## Brief
Extend the passage on milk feeding for dairy heifer calves, picking up after its final sentence.

## Document extract
================
Maximising growth rates of dairy heifer calves during the milk feeding phase is important to get calves off to a good start in life. While they tend to be fed on a restricted regime, feeding higher levels of milk has been shown to benefit weaning weights, with lower disease incidence and longer-term, more milk produced in their first lactation.

Dairy heifer calves are typically fed in the region of 750-900g of calf milk replacer (CMR) per day. However, some farmers are now looking at feeding rates of more than 1.2kg CMR/day and 8 litres plus, as opposed to the more typical 6-7 litres of milk/day.

Naturally, calves can drink up to 20% of their body weight when left to suckler their dam (or when offered milk ad-lib) and achieve growth rates of over 1kg/day, much higher than the suggested 0.8kg/day target suggested for Holstein-Friesian calves. For a 50kg calf, 20% of bodyweight means a daily intake of 10kg of milk, which is significantly more than is typically fed in a bucket rearing system or through automatic calf feeders.
================
## Material supplied
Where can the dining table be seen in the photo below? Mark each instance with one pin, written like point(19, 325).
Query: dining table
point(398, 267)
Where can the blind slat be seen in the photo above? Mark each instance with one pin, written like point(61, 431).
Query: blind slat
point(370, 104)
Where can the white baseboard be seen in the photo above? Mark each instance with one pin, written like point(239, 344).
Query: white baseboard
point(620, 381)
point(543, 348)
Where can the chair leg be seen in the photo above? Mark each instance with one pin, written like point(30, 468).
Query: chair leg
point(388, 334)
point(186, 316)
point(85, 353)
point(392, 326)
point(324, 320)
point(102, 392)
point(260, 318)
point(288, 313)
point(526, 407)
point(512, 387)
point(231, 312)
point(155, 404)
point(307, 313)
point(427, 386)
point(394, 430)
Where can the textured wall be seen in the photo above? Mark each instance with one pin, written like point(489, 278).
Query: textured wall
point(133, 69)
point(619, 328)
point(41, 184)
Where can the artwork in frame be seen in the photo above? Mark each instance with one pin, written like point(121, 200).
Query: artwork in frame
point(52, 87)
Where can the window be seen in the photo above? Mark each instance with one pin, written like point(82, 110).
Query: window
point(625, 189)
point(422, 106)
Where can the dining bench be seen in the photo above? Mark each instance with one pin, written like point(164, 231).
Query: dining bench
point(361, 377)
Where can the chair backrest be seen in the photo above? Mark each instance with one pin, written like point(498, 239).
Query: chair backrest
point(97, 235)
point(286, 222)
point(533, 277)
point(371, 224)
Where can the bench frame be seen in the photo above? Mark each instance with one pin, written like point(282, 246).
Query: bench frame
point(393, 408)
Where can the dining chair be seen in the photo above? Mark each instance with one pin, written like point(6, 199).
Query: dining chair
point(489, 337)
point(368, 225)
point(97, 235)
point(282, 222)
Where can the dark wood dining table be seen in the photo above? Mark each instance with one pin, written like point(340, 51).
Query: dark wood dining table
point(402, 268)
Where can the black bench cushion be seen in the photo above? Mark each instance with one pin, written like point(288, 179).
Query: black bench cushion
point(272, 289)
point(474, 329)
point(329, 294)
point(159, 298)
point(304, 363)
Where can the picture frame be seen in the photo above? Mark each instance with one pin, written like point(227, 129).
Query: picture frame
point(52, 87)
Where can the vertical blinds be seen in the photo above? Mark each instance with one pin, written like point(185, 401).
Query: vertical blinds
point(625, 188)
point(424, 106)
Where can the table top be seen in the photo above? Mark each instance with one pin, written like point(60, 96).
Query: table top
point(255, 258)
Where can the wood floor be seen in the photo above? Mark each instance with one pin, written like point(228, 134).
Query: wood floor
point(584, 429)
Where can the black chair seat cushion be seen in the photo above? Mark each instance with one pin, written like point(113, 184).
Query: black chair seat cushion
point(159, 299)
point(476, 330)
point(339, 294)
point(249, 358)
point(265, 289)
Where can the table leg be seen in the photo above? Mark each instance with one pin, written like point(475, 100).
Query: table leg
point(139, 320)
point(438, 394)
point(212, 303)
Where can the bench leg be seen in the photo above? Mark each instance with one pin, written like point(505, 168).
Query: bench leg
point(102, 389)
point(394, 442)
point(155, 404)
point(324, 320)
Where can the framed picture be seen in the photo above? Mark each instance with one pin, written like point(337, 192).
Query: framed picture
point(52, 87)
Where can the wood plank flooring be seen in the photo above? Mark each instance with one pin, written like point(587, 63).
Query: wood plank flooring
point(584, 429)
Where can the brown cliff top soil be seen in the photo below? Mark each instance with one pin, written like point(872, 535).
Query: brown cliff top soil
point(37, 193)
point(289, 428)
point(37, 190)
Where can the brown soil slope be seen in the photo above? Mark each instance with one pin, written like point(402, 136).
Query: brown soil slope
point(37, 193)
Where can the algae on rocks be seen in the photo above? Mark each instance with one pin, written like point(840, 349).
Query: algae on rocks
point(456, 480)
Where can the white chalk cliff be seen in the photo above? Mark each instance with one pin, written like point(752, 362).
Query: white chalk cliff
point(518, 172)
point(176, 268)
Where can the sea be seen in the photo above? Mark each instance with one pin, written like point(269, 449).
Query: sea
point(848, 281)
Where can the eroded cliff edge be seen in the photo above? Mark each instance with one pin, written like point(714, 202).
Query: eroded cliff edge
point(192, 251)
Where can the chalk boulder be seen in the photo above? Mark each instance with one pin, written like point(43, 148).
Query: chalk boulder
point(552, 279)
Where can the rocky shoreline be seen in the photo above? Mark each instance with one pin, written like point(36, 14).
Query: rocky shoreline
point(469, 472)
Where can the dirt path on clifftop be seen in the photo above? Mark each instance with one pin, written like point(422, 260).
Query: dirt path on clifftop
================
## Answer
While these more restricted levels of milk feeding are beneficial to encourage starter feed intake which is important for rumen development and post-weaning feed intake, the growth potential of calves is not maximised on this system.

It is well documented that feeding elevated levels of milk in early life results in higher liveweight gains with heavier calves at weaning. These calves also show superior organ growth and development (of the rumen, small intestine and mammary gland), with more milk produced in their first lactation. For example, research from numerous US studies showed that for every 1kg increase in average liveweight gain pre-weaning, heifers produced up to 1000kg more milk in the first lactation.

For farmers looking to increase milk feeding rates, weaning will need to be carefully managed so that sufficient starter feed intake is consumed for good rumen development and feed intake post-weaning, once milk is no longer fed. A longer step-down period of milk may be required, i.e. a more gradual weaning period, and the higher the level of milk being fed, the longer the weaning period should be.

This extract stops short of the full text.